*Problem details*
Write out every one of the records below line by line, without altering a single character.

--- Start of Items ---

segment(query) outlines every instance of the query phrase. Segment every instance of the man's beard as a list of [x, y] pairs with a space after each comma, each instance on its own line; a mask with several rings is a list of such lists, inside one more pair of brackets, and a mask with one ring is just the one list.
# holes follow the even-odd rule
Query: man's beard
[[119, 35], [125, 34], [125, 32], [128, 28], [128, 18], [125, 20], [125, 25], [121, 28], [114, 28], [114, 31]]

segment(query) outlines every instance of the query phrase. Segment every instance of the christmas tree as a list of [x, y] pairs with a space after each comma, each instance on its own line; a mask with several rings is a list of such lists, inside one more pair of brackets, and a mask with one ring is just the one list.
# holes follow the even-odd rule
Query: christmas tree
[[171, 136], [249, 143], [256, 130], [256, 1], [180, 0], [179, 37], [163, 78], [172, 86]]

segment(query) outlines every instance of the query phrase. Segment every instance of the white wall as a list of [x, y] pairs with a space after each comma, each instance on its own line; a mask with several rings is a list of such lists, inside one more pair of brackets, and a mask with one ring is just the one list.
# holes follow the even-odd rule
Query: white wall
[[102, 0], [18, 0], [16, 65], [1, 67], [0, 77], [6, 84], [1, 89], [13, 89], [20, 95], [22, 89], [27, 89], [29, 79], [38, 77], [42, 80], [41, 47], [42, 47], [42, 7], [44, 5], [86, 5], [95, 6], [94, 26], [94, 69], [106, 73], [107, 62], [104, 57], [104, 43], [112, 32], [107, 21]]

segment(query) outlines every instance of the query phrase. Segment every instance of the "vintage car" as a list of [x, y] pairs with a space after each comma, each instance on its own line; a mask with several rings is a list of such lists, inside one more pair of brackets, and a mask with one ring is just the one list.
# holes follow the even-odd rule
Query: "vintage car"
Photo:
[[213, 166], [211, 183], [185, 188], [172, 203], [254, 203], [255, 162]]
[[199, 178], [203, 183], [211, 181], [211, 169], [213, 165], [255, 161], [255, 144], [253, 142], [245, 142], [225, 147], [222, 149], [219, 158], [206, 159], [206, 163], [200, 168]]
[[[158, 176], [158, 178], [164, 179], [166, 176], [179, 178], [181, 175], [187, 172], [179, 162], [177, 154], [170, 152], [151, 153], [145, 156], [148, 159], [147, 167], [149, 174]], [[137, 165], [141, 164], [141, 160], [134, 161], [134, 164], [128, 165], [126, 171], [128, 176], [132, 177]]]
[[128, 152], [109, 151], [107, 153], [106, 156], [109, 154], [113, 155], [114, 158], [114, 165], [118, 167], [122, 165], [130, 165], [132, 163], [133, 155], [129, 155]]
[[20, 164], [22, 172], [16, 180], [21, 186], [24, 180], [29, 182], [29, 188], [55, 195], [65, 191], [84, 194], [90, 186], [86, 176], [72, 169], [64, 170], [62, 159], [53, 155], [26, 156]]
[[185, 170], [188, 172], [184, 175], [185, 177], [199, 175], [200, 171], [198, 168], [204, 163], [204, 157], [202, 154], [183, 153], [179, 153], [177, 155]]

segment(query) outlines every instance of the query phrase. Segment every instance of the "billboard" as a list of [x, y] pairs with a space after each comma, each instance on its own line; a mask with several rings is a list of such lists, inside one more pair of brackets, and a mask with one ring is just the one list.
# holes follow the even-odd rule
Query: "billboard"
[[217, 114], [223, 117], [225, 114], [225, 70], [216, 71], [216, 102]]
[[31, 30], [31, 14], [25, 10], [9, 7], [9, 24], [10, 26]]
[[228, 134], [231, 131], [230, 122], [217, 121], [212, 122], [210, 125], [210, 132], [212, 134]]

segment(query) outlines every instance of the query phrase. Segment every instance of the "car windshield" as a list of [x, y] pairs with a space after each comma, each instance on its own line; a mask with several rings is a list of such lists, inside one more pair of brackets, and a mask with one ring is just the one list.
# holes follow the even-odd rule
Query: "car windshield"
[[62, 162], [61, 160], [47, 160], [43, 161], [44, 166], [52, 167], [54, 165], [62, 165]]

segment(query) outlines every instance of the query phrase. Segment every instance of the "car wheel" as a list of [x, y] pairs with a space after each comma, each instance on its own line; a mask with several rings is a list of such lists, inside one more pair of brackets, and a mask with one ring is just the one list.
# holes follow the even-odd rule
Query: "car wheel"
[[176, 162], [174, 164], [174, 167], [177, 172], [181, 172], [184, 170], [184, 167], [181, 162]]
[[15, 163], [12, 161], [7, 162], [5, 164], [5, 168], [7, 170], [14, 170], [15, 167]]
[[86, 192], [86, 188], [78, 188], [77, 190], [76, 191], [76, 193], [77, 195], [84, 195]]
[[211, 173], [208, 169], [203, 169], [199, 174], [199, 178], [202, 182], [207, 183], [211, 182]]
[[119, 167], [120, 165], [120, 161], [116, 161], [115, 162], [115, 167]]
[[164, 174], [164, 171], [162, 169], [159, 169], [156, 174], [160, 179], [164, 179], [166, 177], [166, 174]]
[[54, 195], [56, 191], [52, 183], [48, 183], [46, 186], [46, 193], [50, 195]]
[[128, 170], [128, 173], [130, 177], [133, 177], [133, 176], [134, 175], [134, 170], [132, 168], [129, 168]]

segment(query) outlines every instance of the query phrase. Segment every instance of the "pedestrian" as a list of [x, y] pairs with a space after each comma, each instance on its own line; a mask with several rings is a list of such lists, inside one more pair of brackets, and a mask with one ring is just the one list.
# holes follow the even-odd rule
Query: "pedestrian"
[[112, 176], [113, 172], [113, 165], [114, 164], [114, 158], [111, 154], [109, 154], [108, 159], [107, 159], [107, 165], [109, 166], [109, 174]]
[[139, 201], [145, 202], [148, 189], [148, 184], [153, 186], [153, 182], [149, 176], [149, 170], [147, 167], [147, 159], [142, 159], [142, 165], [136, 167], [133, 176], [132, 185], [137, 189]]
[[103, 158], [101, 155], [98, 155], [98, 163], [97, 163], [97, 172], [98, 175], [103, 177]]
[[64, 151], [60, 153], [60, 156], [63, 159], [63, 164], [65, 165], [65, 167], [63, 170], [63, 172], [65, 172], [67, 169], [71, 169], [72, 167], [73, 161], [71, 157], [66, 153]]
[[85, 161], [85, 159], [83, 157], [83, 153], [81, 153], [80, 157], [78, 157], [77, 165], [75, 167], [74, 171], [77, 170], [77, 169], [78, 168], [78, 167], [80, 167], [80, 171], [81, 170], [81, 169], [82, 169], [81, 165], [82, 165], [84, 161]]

--- End of Items ---

*Task output*
segment(query) outlines every instance of the query phrase. Segment every instance of the man's beard as a list of [x, y] pairs with a space after each comma, each instance on its own line; a mask with several rings is a list of such lists, inside one more pair of brackets, and a mask with one ring is just the one list.
# holes follow the even-odd rule
Query: man's beard
[[119, 35], [125, 34], [125, 32], [128, 28], [128, 18], [125, 20], [125, 25], [121, 28], [114, 28], [114, 31]]

segment(query) outlines every instance of the query phrase. Segment every instance of the christmas tree as a list of [x, y] pairs with a space after each comma, each instance on its own line; a mask with several rings is a list of such lists, inside one more pair of brackets, and a mask with one ring is just the one list.
# holes follow the even-odd rule
Query: christmas tree
[[171, 136], [249, 143], [256, 130], [256, 1], [180, 0], [179, 37], [163, 78], [172, 86]]

segment(query) outlines every instance of the query phrase. Segment every instance of the white wall as a list of [x, y] pairs with a space after each comma, each instance on its own line; a mask with several rings is a list of such lists, inside one more pair of brackets, and a mask with one ring is just the one list.
# holes follow the even-odd rule
Query: white wall
[[102, 0], [18, 0], [16, 65], [1, 67], [0, 77], [6, 84], [1, 89], [13, 89], [20, 95], [22, 89], [27, 89], [29, 79], [38, 77], [42, 80], [41, 47], [42, 47], [42, 7], [44, 5], [86, 5], [95, 6], [94, 26], [94, 69], [106, 73], [107, 62], [104, 57], [104, 43], [112, 32], [107, 21]]

segment(query) outlines every instance of the query phrase. Segment every instance of the "vintage car" as a list of [x, y] pairs with a space after each comma, each instance on its own line; a mask with several rings is a list of such lists, inside one more pair of brackets, and a mask with one ring is just the one list.
# holes follow the even-odd rule
Query: "vintage car"
Photo:
[[213, 166], [211, 183], [185, 188], [172, 203], [254, 203], [255, 162]]
[[199, 178], [203, 183], [211, 181], [211, 169], [213, 165], [255, 161], [255, 144], [253, 142], [245, 142], [225, 147], [222, 149], [219, 158], [206, 159], [206, 163], [200, 168]]
[[[158, 176], [158, 178], [164, 179], [166, 176], [179, 178], [181, 175], [187, 172], [179, 162], [177, 154], [170, 152], [151, 153], [145, 156], [148, 159], [147, 167], [149, 174]], [[137, 165], [141, 164], [141, 160], [134, 161], [134, 164], [128, 165], [126, 171], [128, 176], [132, 177]]]
[[128, 152], [109, 151], [107, 153], [106, 156], [109, 154], [113, 155], [114, 158], [114, 165], [118, 167], [122, 165], [130, 165], [132, 163], [133, 155], [129, 155]]
[[20, 164], [22, 172], [16, 180], [21, 186], [24, 180], [29, 182], [29, 188], [55, 195], [65, 191], [84, 194], [90, 186], [86, 176], [72, 169], [64, 170], [62, 159], [53, 155], [26, 156]]
[[185, 170], [188, 172], [184, 175], [185, 177], [199, 175], [200, 171], [198, 168], [204, 163], [204, 157], [202, 154], [183, 153], [179, 153], [177, 155]]

segment(query) outlines every instance of the query phrase. Segment every instance of the "billboard" as a list of [x, y] pairs with a space after each comma, each instance on its own line; a mask with several rings is a list of such lists, inside one more pair of brackets, and a mask with one ring is just the one list.
# holes follow the even-odd rule
Query: "billboard"
[[217, 114], [223, 117], [225, 114], [225, 70], [216, 71], [216, 102]]
[[31, 30], [31, 14], [25, 10], [9, 7], [9, 24], [10, 26]]
[[228, 134], [231, 131], [230, 122], [217, 121], [212, 122], [210, 125], [210, 132], [212, 134]]

segment(query) outlines every instance of the query phrase. Segment every instance of the "car windshield" as a list of [x, y] pairs with a space after each comma, each instance on its own line; a mask with several rings is a list of such lists, inside one more pair of brackets, and a mask with one ring is just the one list.
# holes follow the even-odd rule
Query: "car windshield"
[[62, 162], [61, 160], [47, 160], [43, 161], [44, 166], [52, 167], [54, 165], [62, 165]]

segment(query) outlines every instance of the query phrase. Segment every instance of the "car wheel" as a list of [x, y] pairs with a space after each comma, each instance on its own line; a mask with several rings is a list of such lists, inside one more pair of brackets, and a mask with one ring is just the one list.
# holes follow the even-odd rule
Query: "car wheel"
[[176, 162], [174, 164], [174, 167], [177, 172], [181, 172], [184, 170], [184, 167], [181, 162]]
[[15, 163], [12, 161], [7, 162], [5, 164], [5, 168], [7, 170], [14, 170], [15, 167]]
[[86, 192], [86, 188], [78, 188], [77, 190], [76, 191], [76, 193], [77, 195], [84, 195]]
[[211, 173], [208, 169], [203, 169], [199, 174], [199, 178], [202, 182], [207, 183], [211, 182]]
[[119, 167], [120, 165], [120, 161], [116, 161], [115, 162], [115, 167]]
[[164, 174], [164, 171], [162, 169], [159, 169], [156, 174], [160, 179], [164, 179], [166, 177], [166, 174]]
[[54, 195], [56, 191], [52, 183], [48, 183], [46, 186], [46, 193], [50, 195]]
[[128, 170], [128, 173], [130, 177], [133, 177], [133, 176], [134, 175], [134, 170], [132, 168], [129, 168]]

segment(query) outlines every instance of the query phrase. Segment every instance of the "pedestrian" as a list of [x, y] pairs with a space after each comma, each instance on its own line; a mask with several rings is a list of such lists, inside one more pair of brackets, and a mask with one ring is just the one list.
# holes follow the even-odd rule
Query: "pedestrian"
[[112, 176], [113, 172], [113, 165], [114, 164], [114, 158], [111, 154], [109, 154], [108, 159], [107, 159], [107, 165], [109, 166], [109, 174]]
[[139, 201], [145, 202], [148, 189], [148, 184], [153, 186], [153, 182], [149, 176], [149, 170], [147, 167], [147, 159], [142, 159], [142, 165], [136, 167], [133, 176], [132, 185], [137, 189]]
[[103, 158], [101, 155], [98, 155], [98, 163], [97, 163], [97, 172], [98, 175], [103, 177]]
[[64, 151], [60, 153], [60, 156], [63, 159], [63, 164], [65, 165], [65, 167], [63, 170], [63, 172], [65, 172], [67, 169], [71, 169], [72, 167], [73, 161], [71, 157], [66, 153]]
[[85, 161], [85, 159], [83, 157], [83, 153], [81, 153], [80, 157], [78, 157], [77, 165], [75, 167], [74, 171], [77, 170], [77, 169], [78, 168], [78, 167], [80, 167], [80, 171], [81, 170], [81, 169], [82, 169], [81, 165], [82, 165], [84, 161]]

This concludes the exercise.